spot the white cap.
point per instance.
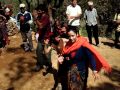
(7, 10)
(22, 5)
(90, 3)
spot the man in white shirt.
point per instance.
(91, 16)
(73, 13)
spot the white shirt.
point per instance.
(74, 11)
(91, 17)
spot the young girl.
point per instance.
(77, 56)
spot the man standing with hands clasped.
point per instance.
(73, 13)
(24, 18)
(91, 16)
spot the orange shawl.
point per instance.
(81, 41)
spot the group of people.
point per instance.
(63, 50)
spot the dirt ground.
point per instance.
(16, 69)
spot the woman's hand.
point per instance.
(95, 75)
(60, 59)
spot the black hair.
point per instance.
(74, 30)
(52, 39)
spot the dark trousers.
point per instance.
(92, 30)
(117, 35)
(74, 28)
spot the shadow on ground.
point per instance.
(115, 75)
(105, 86)
(19, 72)
(111, 44)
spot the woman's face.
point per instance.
(74, 3)
(72, 36)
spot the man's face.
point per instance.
(74, 3)
(22, 9)
(72, 36)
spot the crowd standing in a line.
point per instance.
(62, 50)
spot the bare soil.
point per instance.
(16, 69)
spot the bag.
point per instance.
(75, 81)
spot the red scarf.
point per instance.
(81, 41)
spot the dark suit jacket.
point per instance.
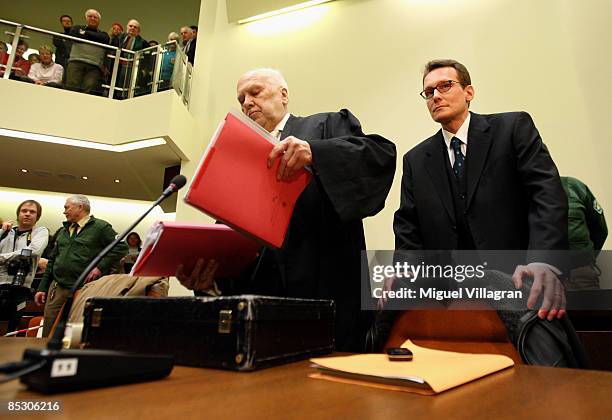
(190, 50)
(515, 200)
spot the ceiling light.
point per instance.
(283, 10)
(141, 144)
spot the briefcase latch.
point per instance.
(225, 321)
(96, 317)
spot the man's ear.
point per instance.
(469, 93)
(284, 96)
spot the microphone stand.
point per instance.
(58, 369)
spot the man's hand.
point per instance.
(544, 280)
(202, 276)
(93, 274)
(39, 298)
(294, 155)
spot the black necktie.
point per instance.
(459, 165)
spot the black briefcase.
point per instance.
(244, 332)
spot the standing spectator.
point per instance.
(84, 72)
(63, 45)
(587, 231)
(3, 50)
(131, 40)
(25, 235)
(46, 72)
(189, 43)
(21, 66)
(115, 31)
(81, 239)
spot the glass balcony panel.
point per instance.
(167, 70)
(143, 80)
(92, 68)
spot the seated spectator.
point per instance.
(46, 72)
(21, 66)
(33, 59)
(189, 43)
(84, 71)
(3, 50)
(134, 243)
(168, 59)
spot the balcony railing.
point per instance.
(122, 74)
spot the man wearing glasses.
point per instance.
(484, 182)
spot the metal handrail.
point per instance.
(115, 54)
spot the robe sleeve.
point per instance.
(355, 170)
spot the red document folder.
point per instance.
(169, 244)
(233, 183)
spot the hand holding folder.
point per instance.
(235, 185)
(170, 244)
(430, 371)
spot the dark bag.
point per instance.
(549, 343)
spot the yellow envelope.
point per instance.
(430, 371)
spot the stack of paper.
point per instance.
(169, 244)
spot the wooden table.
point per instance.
(286, 392)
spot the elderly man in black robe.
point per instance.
(321, 254)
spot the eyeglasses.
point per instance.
(441, 87)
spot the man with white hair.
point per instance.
(352, 175)
(131, 40)
(46, 73)
(81, 239)
(84, 72)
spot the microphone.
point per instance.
(176, 184)
(59, 369)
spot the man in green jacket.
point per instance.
(587, 232)
(81, 239)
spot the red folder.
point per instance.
(169, 244)
(233, 183)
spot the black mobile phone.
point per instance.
(399, 354)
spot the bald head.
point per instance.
(263, 96)
(186, 34)
(92, 16)
(133, 28)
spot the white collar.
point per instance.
(461, 134)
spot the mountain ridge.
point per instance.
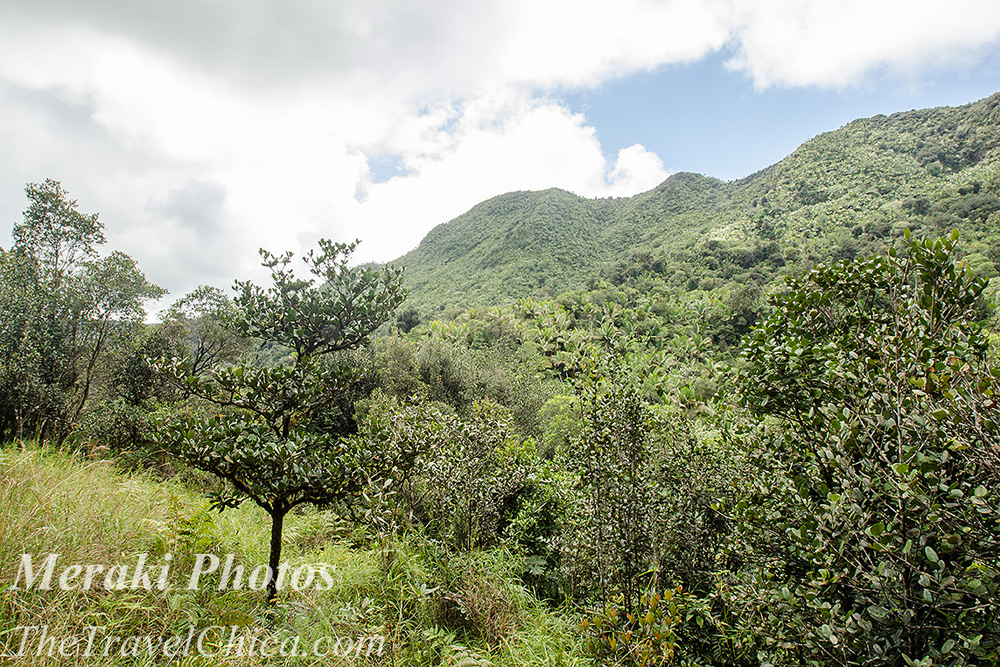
(841, 192)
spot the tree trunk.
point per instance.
(277, 520)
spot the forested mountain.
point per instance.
(842, 193)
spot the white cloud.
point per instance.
(837, 43)
(202, 131)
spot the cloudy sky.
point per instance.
(202, 130)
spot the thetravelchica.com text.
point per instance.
(46, 574)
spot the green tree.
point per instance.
(870, 532)
(198, 325)
(264, 443)
(70, 310)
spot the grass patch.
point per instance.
(431, 606)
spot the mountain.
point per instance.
(849, 191)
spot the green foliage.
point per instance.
(264, 443)
(339, 313)
(870, 529)
(844, 194)
(67, 314)
(197, 325)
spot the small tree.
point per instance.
(263, 444)
(65, 311)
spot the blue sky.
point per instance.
(203, 131)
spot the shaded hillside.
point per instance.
(845, 192)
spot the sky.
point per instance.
(204, 130)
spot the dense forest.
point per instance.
(746, 423)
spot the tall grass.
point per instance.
(433, 607)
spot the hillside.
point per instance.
(844, 192)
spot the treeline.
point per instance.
(804, 478)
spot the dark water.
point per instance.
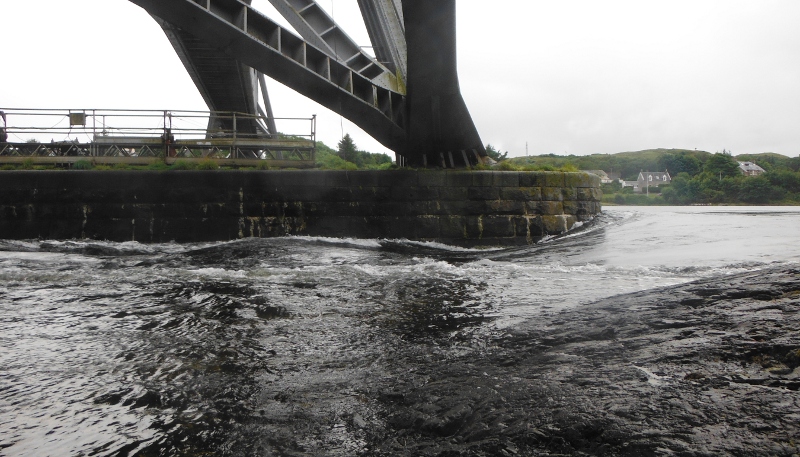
(273, 347)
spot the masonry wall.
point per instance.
(456, 207)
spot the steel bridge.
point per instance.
(407, 97)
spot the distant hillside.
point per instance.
(629, 164)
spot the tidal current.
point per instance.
(274, 346)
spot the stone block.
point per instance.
(459, 178)
(483, 193)
(571, 207)
(453, 227)
(536, 227)
(554, 225)
(432, 178)
(474, 227)
(450, 193)
(337, 194)
(410, 194)
(400, 178)
(580, 179)
(552, 194)
(521, 224)
(366, 178)
(426, 227)
(506, 178)
(335, 178)
(554, 179)
(545, 208)
(521, 193)
(503, 207)
(498, 226)
(483, 178)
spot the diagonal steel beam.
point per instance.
(247, 35)
(384, 21)
(320, 30)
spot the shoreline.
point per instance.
(710, 367)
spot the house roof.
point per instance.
(599, 173)
(750, 166)
(656, 174)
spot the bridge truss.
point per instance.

• • • • •

◆ **WORK TO DO**
Copy the entries word for word, beginning with the line that contains "spot the hillside." and ending with the last line of the entries, and include both of those lines. Leave the pictures out of your copy.

◆ **CORRECT RESULT**
spot the hillside.
point per instance.
(844, 192)
spot the treeline.
point per instance.
(804, 478)
spot the dark water.
point per instance.
(273, 347)
spot the masonry wall.
point per instance.
(456, 207)
spot the steel bridge.
point per instance.
(407, 97)
spot the distant hillside.
point per instance.
(629, 164)
spot the tidal current.
point per instance.
(274, 346)
spot the stone block.
point per instance.
(459, 178)
(483, 193)
(571, 207)
(453, 227)
(536, 227)
(554, 225)
(432, 178)
(474, 227)
(450, 193)
(337, 194)
(410, 194)
(400, 178)
(580, 179)
(552, 194)
(521, 224)
(366, 178)
(426, 227)
(506, 178)
(335, 178)
(554, 179)
(545, 208)
(521, 193)
(503, 207)
(498, 226)
(483, 178)
spot the diagonal steel beam.
point per instance.
(247, 35)
(384, 21)
(320, 30)
spot the shoreline.
point per instance.
(710, 367)
spot the house roof.
point per instance.
(599, 173)
(750, 166)
(656, 174)
spot the bridge truss.
point per instance.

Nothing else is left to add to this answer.